**Try it**
In the entries below, go to the line containing "In this exercise you will label the player's" and repeat it along with every later line, exactly.

Point localization data:

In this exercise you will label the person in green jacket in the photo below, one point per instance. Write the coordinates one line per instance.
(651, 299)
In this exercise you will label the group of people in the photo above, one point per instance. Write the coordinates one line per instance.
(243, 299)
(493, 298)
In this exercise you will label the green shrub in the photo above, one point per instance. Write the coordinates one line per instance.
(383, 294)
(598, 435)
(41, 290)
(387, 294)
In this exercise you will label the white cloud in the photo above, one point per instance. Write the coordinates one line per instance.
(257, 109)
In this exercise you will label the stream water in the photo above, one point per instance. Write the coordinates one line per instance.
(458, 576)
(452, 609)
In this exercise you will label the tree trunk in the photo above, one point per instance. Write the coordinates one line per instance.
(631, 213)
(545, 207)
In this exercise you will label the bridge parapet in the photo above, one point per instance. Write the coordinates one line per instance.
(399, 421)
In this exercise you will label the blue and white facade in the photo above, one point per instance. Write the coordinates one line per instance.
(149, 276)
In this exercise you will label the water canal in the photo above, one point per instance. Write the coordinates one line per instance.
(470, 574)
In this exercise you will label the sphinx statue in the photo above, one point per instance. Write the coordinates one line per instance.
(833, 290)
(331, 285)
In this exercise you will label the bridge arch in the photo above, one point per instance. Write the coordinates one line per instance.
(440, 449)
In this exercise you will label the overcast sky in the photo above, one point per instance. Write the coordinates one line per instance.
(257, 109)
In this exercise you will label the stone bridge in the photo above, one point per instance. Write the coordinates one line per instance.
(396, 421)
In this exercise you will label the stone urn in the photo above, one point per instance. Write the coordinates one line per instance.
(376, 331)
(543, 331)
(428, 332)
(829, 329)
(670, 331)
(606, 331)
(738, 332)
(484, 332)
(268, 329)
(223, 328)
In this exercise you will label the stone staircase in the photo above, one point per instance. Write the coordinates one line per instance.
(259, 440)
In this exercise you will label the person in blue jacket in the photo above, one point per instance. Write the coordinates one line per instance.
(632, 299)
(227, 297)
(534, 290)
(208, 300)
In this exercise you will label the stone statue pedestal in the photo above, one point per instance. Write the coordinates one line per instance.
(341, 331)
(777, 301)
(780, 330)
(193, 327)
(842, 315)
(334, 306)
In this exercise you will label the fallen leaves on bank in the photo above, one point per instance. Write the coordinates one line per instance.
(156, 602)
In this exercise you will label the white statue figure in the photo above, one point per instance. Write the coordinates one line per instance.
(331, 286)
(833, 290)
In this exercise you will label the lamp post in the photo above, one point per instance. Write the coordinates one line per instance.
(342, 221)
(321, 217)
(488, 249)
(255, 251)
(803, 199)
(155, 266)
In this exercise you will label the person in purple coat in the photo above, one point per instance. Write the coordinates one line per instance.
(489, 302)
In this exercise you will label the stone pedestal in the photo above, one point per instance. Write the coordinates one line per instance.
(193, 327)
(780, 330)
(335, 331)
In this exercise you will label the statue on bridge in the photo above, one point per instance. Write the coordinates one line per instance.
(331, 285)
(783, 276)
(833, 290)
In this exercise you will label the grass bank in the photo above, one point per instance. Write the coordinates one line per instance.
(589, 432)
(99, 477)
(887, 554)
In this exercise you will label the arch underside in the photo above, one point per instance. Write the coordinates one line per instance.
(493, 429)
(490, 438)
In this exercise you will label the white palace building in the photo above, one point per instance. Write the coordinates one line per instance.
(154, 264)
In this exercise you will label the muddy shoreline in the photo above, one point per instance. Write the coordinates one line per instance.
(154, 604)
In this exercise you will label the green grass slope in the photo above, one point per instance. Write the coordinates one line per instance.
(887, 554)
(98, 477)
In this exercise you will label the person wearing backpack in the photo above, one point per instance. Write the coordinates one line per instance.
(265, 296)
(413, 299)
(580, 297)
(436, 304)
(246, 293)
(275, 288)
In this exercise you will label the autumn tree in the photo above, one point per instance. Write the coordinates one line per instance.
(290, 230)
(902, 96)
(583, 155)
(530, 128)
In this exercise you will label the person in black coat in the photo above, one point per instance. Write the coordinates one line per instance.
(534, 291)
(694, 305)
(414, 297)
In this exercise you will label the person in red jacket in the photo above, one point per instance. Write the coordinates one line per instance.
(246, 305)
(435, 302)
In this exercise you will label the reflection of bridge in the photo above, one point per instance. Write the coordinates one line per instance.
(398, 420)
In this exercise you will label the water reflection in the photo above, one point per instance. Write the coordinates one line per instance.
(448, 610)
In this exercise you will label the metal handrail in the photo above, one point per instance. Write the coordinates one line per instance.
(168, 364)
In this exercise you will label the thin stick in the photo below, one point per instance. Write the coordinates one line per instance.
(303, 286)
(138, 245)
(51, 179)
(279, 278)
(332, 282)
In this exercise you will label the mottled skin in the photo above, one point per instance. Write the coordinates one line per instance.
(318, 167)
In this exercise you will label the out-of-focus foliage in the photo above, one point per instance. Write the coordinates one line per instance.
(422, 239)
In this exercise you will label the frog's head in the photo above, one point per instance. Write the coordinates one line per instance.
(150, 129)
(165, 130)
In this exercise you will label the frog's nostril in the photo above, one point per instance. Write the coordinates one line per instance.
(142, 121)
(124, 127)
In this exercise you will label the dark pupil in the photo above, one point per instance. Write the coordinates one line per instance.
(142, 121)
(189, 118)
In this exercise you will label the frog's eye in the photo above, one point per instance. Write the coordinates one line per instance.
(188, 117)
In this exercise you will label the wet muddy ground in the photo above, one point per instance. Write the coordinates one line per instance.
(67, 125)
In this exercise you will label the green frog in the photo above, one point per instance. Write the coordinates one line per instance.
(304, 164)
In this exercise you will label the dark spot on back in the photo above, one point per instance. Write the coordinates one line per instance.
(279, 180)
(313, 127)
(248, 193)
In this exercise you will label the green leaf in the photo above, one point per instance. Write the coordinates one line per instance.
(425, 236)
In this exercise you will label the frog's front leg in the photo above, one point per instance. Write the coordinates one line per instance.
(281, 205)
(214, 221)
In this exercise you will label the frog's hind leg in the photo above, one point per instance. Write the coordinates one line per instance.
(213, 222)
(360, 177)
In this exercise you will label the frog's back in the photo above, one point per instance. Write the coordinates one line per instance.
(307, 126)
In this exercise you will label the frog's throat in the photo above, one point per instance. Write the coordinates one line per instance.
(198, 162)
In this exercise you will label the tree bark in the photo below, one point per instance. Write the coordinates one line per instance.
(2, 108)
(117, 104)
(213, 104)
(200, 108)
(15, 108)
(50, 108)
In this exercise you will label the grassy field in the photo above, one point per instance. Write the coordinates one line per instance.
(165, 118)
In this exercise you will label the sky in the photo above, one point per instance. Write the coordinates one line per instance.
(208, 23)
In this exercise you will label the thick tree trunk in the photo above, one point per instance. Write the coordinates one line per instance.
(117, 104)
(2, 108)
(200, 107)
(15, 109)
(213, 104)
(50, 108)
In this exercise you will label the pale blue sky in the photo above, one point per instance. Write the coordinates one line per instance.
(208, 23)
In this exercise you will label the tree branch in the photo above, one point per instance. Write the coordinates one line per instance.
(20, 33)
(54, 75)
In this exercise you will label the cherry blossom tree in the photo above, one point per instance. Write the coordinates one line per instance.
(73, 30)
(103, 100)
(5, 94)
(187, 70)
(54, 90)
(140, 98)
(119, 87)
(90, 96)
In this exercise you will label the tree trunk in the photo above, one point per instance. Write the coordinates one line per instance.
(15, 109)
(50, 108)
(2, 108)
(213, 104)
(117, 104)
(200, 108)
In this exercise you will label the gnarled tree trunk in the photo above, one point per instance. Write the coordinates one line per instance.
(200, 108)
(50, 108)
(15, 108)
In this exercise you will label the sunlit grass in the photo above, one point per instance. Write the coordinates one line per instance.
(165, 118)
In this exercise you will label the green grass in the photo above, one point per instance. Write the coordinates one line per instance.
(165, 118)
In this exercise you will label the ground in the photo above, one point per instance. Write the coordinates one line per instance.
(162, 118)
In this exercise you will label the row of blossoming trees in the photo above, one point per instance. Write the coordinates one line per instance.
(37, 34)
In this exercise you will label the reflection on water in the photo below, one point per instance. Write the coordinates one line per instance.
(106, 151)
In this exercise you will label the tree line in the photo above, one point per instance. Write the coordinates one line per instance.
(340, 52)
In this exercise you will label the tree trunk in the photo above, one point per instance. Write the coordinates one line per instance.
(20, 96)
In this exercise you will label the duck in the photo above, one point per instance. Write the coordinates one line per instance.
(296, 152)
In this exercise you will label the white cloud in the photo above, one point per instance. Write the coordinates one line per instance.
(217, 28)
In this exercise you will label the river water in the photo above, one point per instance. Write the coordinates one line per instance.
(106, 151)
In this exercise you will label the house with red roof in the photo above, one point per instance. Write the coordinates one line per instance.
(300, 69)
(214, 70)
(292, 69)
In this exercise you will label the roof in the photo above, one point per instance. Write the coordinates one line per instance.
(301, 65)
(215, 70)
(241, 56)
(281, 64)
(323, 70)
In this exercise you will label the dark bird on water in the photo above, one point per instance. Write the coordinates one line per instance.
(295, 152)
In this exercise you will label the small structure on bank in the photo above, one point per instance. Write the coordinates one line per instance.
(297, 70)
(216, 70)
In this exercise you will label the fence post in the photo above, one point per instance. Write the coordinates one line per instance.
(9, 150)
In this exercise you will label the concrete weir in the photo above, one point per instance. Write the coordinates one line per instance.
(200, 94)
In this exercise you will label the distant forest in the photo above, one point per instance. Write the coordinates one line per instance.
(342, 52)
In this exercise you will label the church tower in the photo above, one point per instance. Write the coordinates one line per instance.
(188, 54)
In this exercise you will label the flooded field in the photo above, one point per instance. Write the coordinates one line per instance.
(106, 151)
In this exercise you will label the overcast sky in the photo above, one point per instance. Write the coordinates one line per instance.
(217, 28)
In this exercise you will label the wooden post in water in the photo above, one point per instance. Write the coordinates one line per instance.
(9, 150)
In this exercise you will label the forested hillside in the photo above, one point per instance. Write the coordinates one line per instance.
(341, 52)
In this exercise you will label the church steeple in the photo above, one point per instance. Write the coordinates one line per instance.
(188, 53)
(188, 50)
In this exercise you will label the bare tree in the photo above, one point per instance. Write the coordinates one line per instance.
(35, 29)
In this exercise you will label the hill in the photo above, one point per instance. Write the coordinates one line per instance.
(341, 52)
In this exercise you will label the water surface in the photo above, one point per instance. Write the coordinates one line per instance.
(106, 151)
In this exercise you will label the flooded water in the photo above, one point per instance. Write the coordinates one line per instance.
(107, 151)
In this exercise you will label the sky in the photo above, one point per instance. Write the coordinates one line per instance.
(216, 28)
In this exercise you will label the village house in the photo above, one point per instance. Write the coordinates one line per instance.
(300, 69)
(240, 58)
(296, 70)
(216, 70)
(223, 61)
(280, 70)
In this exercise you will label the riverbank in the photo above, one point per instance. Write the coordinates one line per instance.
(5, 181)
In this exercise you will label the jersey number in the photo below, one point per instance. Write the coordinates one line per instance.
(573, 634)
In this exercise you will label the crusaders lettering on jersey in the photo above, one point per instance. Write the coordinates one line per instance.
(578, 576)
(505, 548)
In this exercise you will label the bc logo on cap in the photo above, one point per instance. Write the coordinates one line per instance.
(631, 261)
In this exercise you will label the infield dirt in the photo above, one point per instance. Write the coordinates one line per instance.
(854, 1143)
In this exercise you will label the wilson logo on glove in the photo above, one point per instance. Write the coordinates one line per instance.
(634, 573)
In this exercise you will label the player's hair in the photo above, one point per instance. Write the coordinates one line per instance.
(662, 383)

**Result below**
In this exercise you will label the player's hair in the photo above, one point per instance. Write the coordinates one line per instance.
(662, 383)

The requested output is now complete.